WRITTEN EXERCISE —
Copy out each of the rows below word for word. Leave the pictures out of your copy.

★ ★ ★ ★ ★

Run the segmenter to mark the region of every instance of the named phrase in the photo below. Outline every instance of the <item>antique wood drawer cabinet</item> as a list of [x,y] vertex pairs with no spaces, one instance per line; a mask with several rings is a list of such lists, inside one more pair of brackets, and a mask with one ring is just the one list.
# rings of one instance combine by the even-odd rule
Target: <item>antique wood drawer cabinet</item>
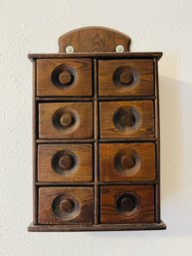
[[87,27],[34,67],[34,216],[29,231],[165,229],[160,219],[162,53],[130,53]]

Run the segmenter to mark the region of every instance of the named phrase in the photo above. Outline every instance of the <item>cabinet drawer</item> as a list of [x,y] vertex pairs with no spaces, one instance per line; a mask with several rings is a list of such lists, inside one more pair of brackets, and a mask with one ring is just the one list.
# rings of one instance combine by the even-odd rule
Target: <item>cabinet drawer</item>
[[98,61],[99,96],[152,96],[152,60]]
[[100,223],[136,222],[154,222],[153,186],[101,186]]
[[38,180],[93,181],[93,145],[38,145]]
[[99,177],[101,181],[154,180],[155,144],[99,144]]
[[37,96],[92,96],[92,61],[37,60]]
[[93,187],[40,187],[39,224],[92,224]]
[[39,104],[40,138],[92,138],[93,103]]
[[154,136],[152,101],[101,102],[100,137]]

★ ★ ★ ★ ★

ANSWER FOR THE TASK —
Run the segmenter to mark the region of every instance of the named phrase in the photo below. Outline every instance of the <item>antique wood drawer cabinet</item> as a list of [x,y] vertex pairs with no spaces, one instance per line; a mask with several rings is a list of such lists, inside one more pair of brackets, and a mask with one ring is just the one list.
# rings of one instance combine by the even-odd rule
Target: <item>antique wood drawer cabinet</item>
[[87,27],[34,67],[34,216],[29,231],[165,229],[160,219],[162,53],[130,53]]

Run the segmenter to mark the region of every instance of the named phrase in the photo above. Outline every instance of the <item>cabinet drawer</item> as a list of [x,y] vertex pairs with no spaces, one instance per line; a mask with several rings is a list of such lists, inside one more pair of brackets, and a mask with one ring is just the one list.
# rings of one instance combine by the even-odd rule
Target: <item>cabinet drawer</item>
[[98,61],[99,96],[152,96],[152,60]]
[[100,223],[136,222],[154,222],[153,186],[101,186]]
[[38,180],[93,181],[93,145],[38,145]]
[[99,177],[101,181],[154,180],[155,144],[99,144]]
[[37,96],[92,96],[92,61],[37,60]]
[[93,187],[40,187],[39,224],[92,224]]
[[39,104],[40,138],[92,138],[93,103]]
[[154,136],[152,101],[101,102],[100,137]]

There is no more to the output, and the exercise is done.